● **Tareas**:
[a] Enumera todos los lugares que el relato de la llegada a El Cairo menciona con nombre propio.
[b] Prosigue el relato de la llegada a El Cairo a partir de su última oración.

● **Texto para revisar**:
───

Como animal que es llevado a territorio desconocido, decidí quedarme unos minutos en la entrada del aeropuerto para ver cuál era el movimiento de gente y cómo se llevaba a cabo el ritual de conseguir un taxi, algo sobre lo cual había sido advertido de antemano, ya que como en cualquier otro lugar de Oriente, la oferta y la demanda se perfeccionan en base al regateo, aunque claro está, cuando lo que está en juego es la posibilidad de llegar vivo o no al hotel, bien vale la pena tantear el terreno antes de largarse a cerrar la operación.
Luego de pasar más de media hora viendo como se acercaban los taxistas y entre gritos y empujones se hacían con los clientes para subirlos a sus autos, me dí cuenta de que ya era suficiente y que, debido a la poca posibilidad de regatear que tenía, decidí que el primero que se me acercara lo aceptaría sin dudarlo. Así es como si hubiera sido un enviado del cielo, a los pocos segundos, un hombre que no paraba de gritar la palabra taxi me mostró un automóvil y luego de exclamarle la frase mágica que todas las puertas abre (y que no es otra que “How much?”) me encontré en el interior del auto camino hacia el Hotel Zoser, ubicado supuestamente, a pocos minutos de El Cairo.

───

● **Datos de origen**:
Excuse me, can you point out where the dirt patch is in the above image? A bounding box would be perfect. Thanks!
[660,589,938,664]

───

● **Respuestas del ejercicio**:
[a]
- Oriente
- Hotel Zoser
- El Cairo

[b]
El chofer del auto no me dirigió la palabra en la primera media hora del viaje y sólo se dedicó a balancear la cabeza hacia uno y otro lado mientras canturreaba en baja voz los acordes de una música electrónica en árabe que me hizo suponer que se trataba del hit del momento. A los pocos kilómetros de haber tomado la autopista comenzó a llover. Con las luces altas el auto iluminaba a los costados de la carretera y pude ver como quedaban atrás los beduinos en sus lánguidos burros, parejas de silenciosas mujeres totalmente escondidas bajo sus burkas y las siluetas de algunos niños que llevaban sobre sus cabezas canastas de mimbre con frutas y otros elementos comestibles destinados a la venta ambulante.
El viaje llevaba casi una hora cuando decidí preguntarle al chofer si faltaba mucho. Que ya estábamos llegando al centro de El Cairo fue su respuesta. Afuera, al otro lado de la ventanilla, las luces de las grandes torres se reflejaban sobre las aguas del Nilo, dándole al paisaje un aspecto entre fabril y nauseabundo realmente desagradable. Una vez atravesado el río y bajado de la autopista, quedamos inmersos en medio de un embotellamiento poco usual para las casi nueve de la noche que marcaba el reloj.
Allí, en la entrada a Gizah, entre ciento de comercios y puestos callejeros que compartían espacio con los autos desvencijados y los transeúntes que querían hacer uso de su paso de peatón, quedamos atascados y esperando a que pasara una columna de estudiantes que se dirigía camino hacia la Plaza de El Tahir, lugar donde se estaban llevando a cabo las manifestaciones en contra del régimen de Mubarak.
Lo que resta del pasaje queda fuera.